-- Begin SOURCE --

RMT can only see logic in this decision if the
intervening period is used to carry out a far-reaching review
the whole industry. If as a result of this full operational and
financial control can be restored to the industry then the short
delay will be worthwhile. However we fear that this is not the
Governments intention. This being the case we see little merit
in short term improvements to services. As stated above the priority
for the industry should be long-term investment. This is the only
way to deliver a lasting improvement to both existing services
and to generate the additional capacity that the industry so desperately
RMT intend to respond directly to the DTLR in
respect of the SRA draft directions and guidance. However we will
make brief comments in this section. First of all the plan makes
reference for the need to provide clear strategic direction to
the railways. The fact that no comprehensive plan has yet been
produced is a matter of real concern. We note that this is now
timetabled for November 2001.
The Directions and Guidance also makes reference
to the targets outlined in the 10-year plan. We believe that all
of these are no longer achievable without significant Government
investment over and above that already announced in the 10-year
plan. There is no reference to new investment in the document.
There are many references to the need to achieve value for money
but hardly any reference to enhancement of the existing railway.
As we have already stated the Government will not achieve value
for money under the current fragmented railway system in the UK.
RMT believe that more detail should be given
regarding the wider social objectives of the railway. For example
travel for all age ranges and social groups should be facilitated,
and the argument for increasing rail capacity on the basis of
social inclusion and environmental benefit also needs to be made.
There is insufficient detail on how the industry
may be made to work together more effectively. The current structure
of the industry works against cross industry co-operation, for
example there are no surplus drivers that can be utilised to prevent
the cancellation of train services due to staff shortages. This
has happened on several occasions, most recently with Arrivia
RMT have noted with concern the section on fares.
In considering the caps on fares the Government have placed the
emphasis on covering the costs through increased fares, or by
increasing the cost of travelling at peak times thereby redistributing
peak demand. We do not believe that pricing passengers off the
railways at the times they wish to use the trains is a serious
way of tackling current difficulties. The SRA should be encouraging
more, not less people, to use the railway. Recent figures have
shown that for every pound of subsidy the Government puts in,
the passenger contributes more than double. In 1999-2000 passengers
paid £3.3 billion whilst the Government spent £1.4 billion.
The passenger already contributes enough revenue to the railway.
Finally the SRA should have a duty to consult
all interested parties within the industry, not least of course
the trade unions representing the staff. We will make more reference
to staff issues in the next section on industrial relations.
Industrial relations are not as harmonious as
they should be on the railway. Railway staff continually make
representations to the RMT about how the industry no longer works
as a cohesive unit. They are no longer part of an industry working
together but instead an employee of a particular company.

-- End SOURCE --
-- Begin DATA LINES --

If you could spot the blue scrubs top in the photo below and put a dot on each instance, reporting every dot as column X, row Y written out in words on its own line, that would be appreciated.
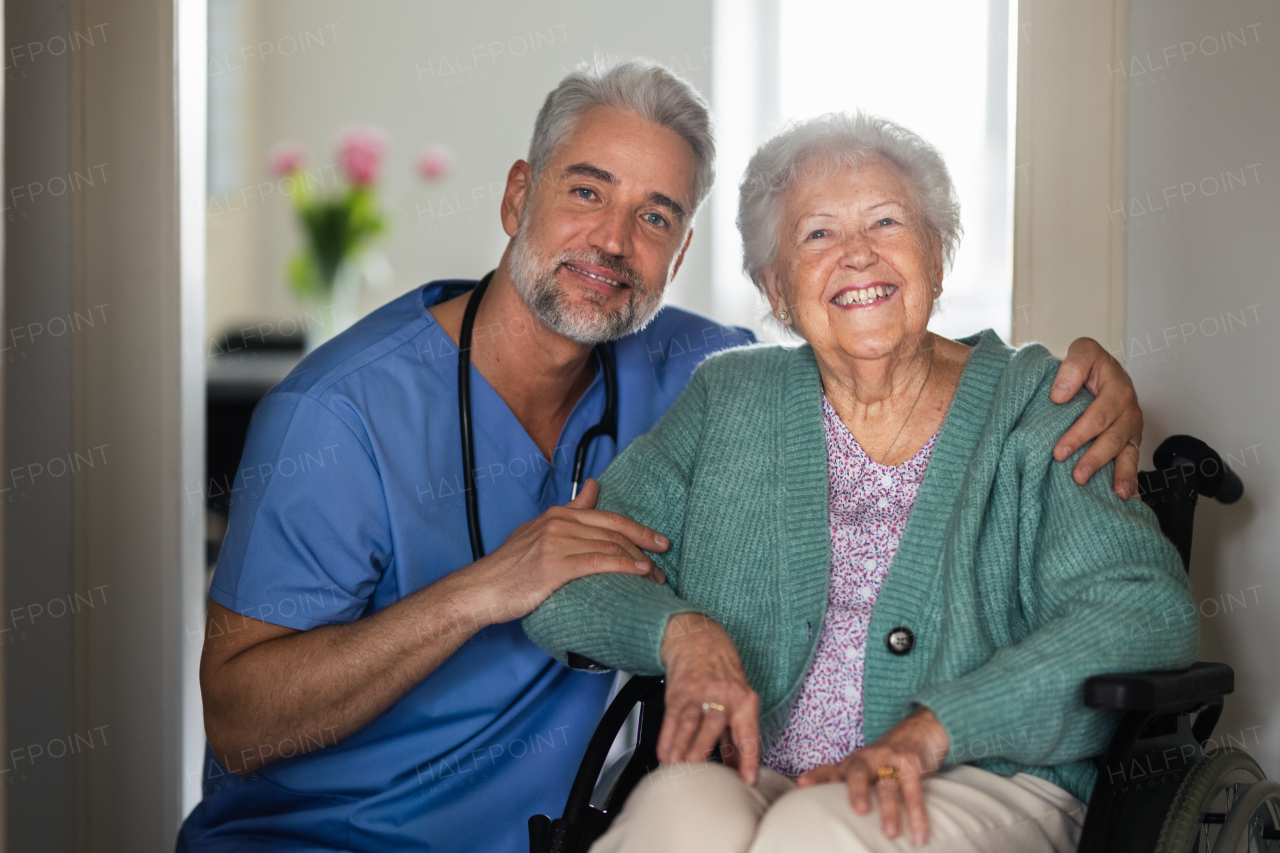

-- End DATA LINES --

- _TASK_:
Please answer these questions using the rail submission:
(a) For when is the comprehensive plan now timetabled?
(b) In 1999-2000, how much did passengers pay and how much did the Government spend?
(c) In which section will more reference be made to staff issues?
The listing was taken from a separate source.

- _SOLUTION TO THIS EXERCISE_:
(a) November 2001
(b) Passengers paid £3.3 billion, and the Government spent £1.4 billion.
(c) The next section on industrial relations